- REQUIREMENT -
Rewrite the lines from the beginning of the records through the line containing "positive clicks: (55, 101)", inclusive, swapping "positive clicks" for "foreground clicks" and changing nothing else. Return only those lines.

- DATA EXTRACT -
* * * *

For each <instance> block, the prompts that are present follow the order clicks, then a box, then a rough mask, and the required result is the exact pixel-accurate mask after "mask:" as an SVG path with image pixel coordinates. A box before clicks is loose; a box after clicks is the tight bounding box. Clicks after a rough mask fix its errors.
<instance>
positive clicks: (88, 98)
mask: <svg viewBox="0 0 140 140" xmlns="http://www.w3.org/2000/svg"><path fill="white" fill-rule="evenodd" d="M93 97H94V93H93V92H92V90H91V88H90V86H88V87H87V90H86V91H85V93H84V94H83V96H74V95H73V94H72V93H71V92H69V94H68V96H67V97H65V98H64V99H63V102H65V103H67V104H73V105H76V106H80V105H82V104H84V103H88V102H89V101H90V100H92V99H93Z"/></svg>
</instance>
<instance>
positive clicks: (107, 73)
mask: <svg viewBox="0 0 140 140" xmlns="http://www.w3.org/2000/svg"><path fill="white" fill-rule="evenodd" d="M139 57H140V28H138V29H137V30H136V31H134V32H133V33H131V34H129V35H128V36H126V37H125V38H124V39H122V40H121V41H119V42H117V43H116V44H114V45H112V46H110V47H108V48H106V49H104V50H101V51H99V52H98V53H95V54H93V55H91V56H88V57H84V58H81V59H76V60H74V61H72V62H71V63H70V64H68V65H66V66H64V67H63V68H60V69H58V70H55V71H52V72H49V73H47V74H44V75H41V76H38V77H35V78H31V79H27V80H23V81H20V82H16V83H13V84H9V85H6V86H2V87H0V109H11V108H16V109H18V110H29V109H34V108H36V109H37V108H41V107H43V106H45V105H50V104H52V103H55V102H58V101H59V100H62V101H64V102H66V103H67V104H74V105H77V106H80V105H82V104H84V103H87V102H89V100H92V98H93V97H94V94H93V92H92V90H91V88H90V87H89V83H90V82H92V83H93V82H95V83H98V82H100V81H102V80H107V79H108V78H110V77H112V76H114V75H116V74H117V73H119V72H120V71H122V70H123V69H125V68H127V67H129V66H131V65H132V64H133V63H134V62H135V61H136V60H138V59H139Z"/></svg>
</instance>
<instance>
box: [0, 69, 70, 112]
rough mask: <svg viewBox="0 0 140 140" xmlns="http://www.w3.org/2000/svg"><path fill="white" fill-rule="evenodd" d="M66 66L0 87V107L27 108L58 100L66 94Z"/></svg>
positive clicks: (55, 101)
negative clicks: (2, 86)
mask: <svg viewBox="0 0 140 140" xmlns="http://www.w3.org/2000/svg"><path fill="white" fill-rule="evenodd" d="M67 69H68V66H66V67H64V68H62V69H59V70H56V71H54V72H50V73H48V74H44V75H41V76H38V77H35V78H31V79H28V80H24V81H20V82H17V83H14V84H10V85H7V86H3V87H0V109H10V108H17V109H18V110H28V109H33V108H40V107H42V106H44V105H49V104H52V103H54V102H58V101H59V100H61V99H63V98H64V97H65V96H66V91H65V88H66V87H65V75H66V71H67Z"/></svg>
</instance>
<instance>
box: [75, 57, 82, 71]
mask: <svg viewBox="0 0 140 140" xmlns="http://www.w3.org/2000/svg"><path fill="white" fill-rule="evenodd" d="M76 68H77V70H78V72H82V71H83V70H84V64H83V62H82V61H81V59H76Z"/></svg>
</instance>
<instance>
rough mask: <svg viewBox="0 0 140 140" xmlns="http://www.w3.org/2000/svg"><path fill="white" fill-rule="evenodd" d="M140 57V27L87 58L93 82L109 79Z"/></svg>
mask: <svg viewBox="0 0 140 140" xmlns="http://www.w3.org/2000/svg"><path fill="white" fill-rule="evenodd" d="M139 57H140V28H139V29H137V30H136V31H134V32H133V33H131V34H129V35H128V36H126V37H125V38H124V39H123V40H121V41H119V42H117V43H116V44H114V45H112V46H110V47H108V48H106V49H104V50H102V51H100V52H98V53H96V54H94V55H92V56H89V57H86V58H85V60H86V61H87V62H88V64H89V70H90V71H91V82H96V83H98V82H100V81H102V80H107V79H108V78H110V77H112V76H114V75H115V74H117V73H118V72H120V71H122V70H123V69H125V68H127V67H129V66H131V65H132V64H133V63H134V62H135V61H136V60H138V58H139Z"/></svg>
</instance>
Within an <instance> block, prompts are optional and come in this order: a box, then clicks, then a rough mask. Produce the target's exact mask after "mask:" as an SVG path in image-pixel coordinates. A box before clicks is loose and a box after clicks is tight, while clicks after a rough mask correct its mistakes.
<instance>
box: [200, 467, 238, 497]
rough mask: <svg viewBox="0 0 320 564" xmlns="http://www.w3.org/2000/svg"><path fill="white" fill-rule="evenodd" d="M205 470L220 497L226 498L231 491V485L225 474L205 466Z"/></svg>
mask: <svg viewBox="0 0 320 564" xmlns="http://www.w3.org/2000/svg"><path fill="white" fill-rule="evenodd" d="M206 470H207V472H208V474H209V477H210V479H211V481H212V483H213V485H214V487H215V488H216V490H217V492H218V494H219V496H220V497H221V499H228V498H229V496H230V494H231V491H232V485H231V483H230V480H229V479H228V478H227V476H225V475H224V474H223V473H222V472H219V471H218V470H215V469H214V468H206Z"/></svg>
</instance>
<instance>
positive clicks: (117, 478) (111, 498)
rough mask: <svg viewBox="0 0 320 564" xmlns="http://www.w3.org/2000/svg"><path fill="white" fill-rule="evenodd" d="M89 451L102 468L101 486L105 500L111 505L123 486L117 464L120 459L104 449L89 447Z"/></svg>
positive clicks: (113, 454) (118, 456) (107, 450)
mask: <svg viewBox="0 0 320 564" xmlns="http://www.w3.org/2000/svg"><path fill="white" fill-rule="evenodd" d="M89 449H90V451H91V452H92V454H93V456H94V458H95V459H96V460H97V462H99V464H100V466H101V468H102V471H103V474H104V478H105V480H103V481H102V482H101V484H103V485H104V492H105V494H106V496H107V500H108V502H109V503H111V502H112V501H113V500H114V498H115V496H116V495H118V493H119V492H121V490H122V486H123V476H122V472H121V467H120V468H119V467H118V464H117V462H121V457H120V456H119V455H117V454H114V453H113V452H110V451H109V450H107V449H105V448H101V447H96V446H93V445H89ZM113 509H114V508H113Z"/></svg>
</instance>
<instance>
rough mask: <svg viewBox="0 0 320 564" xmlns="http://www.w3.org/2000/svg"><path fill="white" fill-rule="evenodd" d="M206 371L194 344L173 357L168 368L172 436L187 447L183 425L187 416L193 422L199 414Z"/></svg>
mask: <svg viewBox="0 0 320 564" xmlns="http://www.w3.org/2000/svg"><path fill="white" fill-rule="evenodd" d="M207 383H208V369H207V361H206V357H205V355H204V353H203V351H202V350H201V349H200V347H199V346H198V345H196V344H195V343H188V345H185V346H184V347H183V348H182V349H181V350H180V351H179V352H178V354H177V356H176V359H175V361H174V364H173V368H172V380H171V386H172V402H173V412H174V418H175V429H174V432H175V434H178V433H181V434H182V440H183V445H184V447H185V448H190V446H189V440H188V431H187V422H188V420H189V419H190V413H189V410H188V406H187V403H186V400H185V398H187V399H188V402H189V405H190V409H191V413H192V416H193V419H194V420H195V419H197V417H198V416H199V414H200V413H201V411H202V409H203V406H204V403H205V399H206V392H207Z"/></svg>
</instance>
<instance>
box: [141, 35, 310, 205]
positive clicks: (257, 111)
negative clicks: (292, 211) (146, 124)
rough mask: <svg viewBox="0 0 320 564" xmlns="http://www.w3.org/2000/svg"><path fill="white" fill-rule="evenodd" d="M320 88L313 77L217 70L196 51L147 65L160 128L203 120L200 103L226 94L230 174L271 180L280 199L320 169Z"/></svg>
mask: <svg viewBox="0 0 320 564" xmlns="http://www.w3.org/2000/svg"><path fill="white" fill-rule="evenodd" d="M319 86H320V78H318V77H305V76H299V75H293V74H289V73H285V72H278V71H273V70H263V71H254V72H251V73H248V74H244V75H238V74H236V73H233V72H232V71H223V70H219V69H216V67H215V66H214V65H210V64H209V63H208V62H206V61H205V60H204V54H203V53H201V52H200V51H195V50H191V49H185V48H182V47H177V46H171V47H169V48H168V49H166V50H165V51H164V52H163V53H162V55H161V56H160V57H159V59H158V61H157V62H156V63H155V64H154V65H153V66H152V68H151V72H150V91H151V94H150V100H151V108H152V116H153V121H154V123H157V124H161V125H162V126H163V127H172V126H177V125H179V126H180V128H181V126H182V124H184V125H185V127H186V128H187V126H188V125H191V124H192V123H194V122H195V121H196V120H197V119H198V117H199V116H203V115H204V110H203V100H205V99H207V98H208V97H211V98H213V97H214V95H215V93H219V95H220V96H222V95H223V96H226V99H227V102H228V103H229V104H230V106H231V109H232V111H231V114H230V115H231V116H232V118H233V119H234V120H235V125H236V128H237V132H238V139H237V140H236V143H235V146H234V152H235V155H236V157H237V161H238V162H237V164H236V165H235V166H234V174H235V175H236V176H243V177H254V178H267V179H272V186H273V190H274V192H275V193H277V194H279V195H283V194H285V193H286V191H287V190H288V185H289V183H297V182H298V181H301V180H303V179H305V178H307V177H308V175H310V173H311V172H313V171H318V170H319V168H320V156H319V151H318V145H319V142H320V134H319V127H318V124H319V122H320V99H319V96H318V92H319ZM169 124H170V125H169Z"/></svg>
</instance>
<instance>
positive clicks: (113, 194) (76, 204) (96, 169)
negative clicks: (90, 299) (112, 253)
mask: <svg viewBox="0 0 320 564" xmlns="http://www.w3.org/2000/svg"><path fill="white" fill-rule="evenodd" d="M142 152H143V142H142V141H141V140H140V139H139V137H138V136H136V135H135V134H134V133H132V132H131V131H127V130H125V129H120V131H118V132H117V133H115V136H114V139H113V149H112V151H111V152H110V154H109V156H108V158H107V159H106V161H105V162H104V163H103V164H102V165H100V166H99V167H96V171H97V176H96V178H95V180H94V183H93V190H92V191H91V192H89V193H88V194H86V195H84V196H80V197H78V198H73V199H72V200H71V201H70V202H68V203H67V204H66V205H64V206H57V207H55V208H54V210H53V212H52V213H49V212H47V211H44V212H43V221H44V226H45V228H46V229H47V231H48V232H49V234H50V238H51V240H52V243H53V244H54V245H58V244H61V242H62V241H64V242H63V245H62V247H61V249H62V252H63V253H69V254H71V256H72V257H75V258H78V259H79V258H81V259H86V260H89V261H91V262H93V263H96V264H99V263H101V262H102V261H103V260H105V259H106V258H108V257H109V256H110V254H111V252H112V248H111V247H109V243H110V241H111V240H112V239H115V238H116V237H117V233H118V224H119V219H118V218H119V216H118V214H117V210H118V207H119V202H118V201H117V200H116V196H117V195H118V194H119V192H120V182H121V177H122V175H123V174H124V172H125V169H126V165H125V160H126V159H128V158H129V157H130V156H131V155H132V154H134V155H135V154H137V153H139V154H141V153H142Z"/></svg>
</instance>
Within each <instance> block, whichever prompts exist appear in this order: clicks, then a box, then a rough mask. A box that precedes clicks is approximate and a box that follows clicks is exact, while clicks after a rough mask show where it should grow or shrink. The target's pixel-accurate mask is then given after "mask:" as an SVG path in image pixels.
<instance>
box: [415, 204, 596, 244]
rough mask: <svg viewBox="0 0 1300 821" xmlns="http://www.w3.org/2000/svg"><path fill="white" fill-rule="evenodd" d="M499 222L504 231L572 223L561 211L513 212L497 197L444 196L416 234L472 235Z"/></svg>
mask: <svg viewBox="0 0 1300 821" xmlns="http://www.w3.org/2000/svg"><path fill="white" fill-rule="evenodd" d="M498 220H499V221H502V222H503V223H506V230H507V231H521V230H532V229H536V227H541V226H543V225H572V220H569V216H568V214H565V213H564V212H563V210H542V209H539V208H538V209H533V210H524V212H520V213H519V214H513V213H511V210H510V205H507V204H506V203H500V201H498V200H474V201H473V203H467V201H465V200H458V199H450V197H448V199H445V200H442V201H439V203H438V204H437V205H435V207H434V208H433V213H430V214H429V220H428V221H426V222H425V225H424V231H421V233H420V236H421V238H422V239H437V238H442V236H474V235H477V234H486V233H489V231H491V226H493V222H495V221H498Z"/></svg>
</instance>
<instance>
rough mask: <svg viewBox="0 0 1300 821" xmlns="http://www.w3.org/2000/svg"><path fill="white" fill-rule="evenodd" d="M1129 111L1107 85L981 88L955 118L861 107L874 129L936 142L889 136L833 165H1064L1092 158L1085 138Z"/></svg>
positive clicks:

* * * *

- YOUR RESPONSE -
For each <instance> block, the prompts that are present follow the order clicks, then a box, then a rough mask, and the required result is the exact pixel-accurate mask after "mask:" as an SVG path with image pixel coordinates. A box before clicks is loose; a box after clicks is the tight bounding box. Clicks after a rough mask fix its errors.
<instance>
foreground clicks: (88, 98)
mask: <svg viewBox="0 0 140 140" xmlns="http://www.w3.org/2000/svg"><path fill="white" fill-rule="evenodd" d="M93 97H94V93H93V92H92V90H91V88H90V86H88V87H87V90H86V91H85V93H84V94H83V96H74V95H73V94H72V93H71V92H69V94H68V96H67V97H65V98H64V99H63V102H65V103H67V104H73V105H76V106H80V105H82V104H84V103H88V102H89V101H90V100H92V99H93Z"/></svg>
</instance>
<instance>
foreground clicks: (107, 73)
mask: <svg viewBox="0 0 140 140" xmlns="http://www.w3.org/2000/svg"><path fill="white" fill-rule="evenodd" d="M139 57H140V28H138V29H137V30H136V31H134V32H133V33H131V34H129V35H128V36H126V37H125V38H124V39H122V40H121V41H119V42H117V43H116V44H114V45H112V46H110V47H108V48H106V49H104V50H101V51H99V52H98V53H95V54H93V55H91V56H88V57H84V58H81V59H76V60H74V61H72V62H71V63H70V64H68V65H66V66H64V67H63V68H60V69H58V70H55V71H52V72H49V73H47V74H44V75H41V76H38V77H35V78H31V79H27V80H23V81H20V82H16V83H13V84H9V85H6V86H2V87H0V109H11V108H16V109H18V110H29V109H34V108H36V109H37V108H41V107H43V106H45V105H50V104H52V103H55V102H58V101H59V100H62V101H64V102H66V103H67V104H74V105H77V106H80V105H82V104H84V103H87V102H89V100H92V98H93V97H94V94H93V92H92V90H91V88H90V87H89V83H90V82H92V83H93V82H95V83H98V82H100V81H102V80H107V79H108V78H110V77H112V76H114V75H116V74H117V73H119V72H120V71H122V70H123V69H125V68H127V67H129V66H131V65H132V64H133V63H134V62H135V61H136V60H138V59H139Z"/></svg>
</instance>
<instance>
box: [0, 69, 70, 112]
rough mask: <svg viewBox="0 0 140 140" xmlns="http://www.w3.org/2000/svg"><path fill="white" fill-rule="evenodd" d="M66 66L0 87V107L27 108L58 100L66 94Z"/></svg>
foreground clicks: (55, 101)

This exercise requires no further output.